Rows from a data source
_ _ _ _

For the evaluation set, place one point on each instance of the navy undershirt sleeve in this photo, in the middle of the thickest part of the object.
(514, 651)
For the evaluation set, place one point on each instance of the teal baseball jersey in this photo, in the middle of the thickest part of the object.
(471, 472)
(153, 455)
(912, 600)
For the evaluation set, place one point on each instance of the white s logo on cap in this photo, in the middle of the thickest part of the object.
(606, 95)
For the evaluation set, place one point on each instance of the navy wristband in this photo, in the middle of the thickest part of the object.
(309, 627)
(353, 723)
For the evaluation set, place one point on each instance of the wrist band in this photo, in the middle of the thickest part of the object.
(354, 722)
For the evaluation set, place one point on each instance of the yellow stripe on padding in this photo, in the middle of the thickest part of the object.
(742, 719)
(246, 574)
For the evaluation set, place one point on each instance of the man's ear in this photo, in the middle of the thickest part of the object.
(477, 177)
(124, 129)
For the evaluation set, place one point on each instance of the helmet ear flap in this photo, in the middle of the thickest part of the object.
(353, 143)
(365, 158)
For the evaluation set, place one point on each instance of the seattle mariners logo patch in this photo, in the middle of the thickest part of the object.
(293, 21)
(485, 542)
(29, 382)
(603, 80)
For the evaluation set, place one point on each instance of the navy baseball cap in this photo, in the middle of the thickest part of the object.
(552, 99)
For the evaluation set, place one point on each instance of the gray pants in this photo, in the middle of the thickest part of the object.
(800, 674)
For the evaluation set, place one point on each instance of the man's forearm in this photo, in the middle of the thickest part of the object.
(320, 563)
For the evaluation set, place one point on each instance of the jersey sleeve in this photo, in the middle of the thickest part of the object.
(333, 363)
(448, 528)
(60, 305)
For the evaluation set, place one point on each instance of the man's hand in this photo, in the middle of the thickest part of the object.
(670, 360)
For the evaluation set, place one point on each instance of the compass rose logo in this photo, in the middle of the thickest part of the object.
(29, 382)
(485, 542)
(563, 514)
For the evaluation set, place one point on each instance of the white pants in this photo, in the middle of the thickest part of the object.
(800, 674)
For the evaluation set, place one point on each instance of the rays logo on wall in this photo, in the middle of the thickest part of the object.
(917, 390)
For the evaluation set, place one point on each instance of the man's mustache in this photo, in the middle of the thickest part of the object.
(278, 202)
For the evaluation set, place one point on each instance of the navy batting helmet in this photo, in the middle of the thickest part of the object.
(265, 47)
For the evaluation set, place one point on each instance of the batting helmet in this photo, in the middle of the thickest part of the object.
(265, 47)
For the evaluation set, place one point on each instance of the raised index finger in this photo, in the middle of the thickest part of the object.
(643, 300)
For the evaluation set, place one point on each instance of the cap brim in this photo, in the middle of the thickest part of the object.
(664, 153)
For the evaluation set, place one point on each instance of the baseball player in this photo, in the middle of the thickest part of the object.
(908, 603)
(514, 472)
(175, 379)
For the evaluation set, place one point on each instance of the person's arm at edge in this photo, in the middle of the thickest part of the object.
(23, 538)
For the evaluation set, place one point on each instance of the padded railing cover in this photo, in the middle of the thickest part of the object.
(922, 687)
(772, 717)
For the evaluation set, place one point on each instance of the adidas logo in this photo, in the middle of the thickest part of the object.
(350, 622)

_ _ _ _

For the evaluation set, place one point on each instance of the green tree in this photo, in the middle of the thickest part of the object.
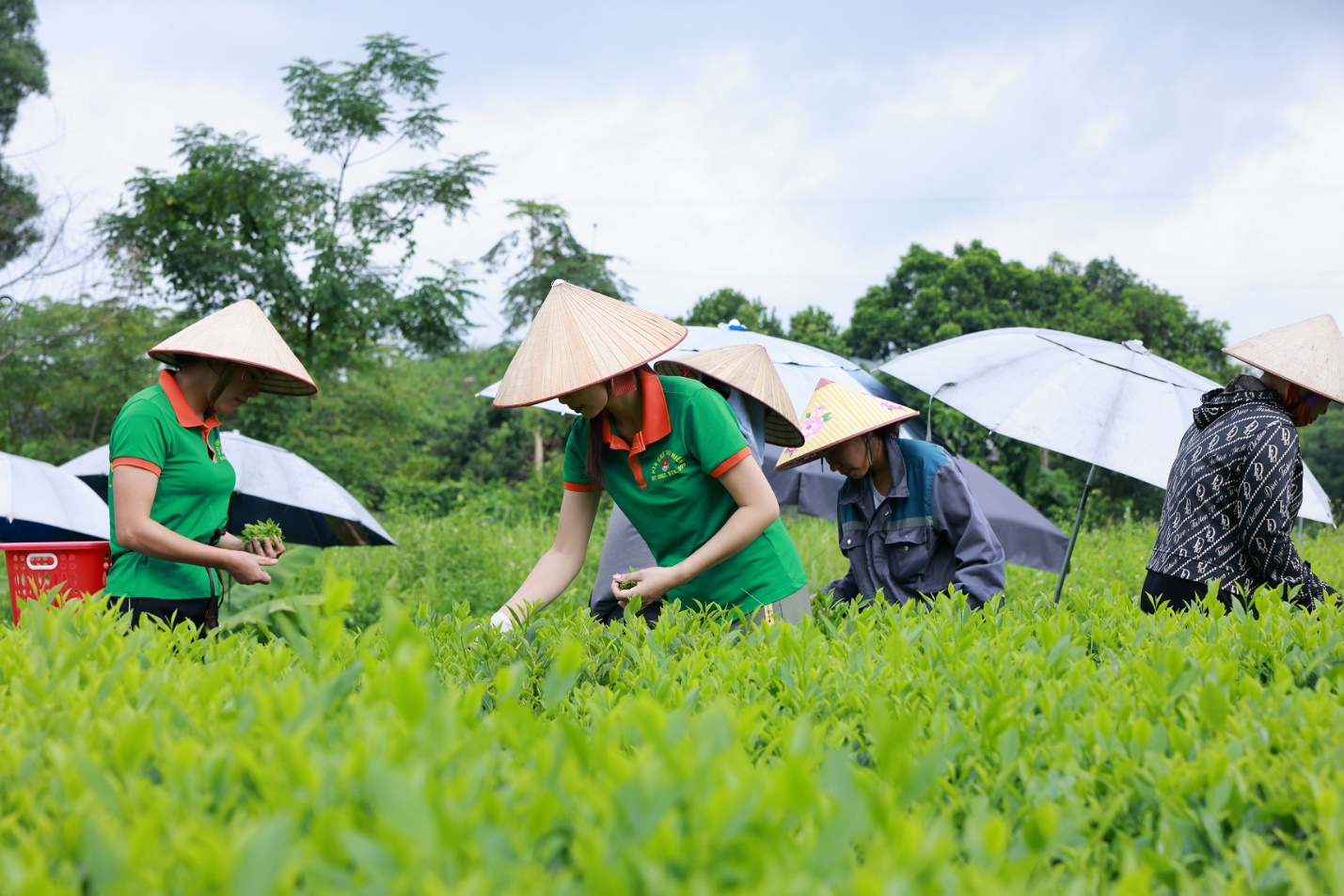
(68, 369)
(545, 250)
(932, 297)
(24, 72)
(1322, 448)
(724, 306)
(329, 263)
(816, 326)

_ _ _ _

WHAT IS ASKED
Return every line of the rows above that contains the word "sleeve".

RESULT OF THE EXERCISE
For the evaluation set, place one point on each instance of the navy undershirt sleeve in this photo, in the middle of the thickest part of the object.
For the evaluation set, place one point on each instance of the jersey sleeve in this photo, in the middle of the thickest part of the object.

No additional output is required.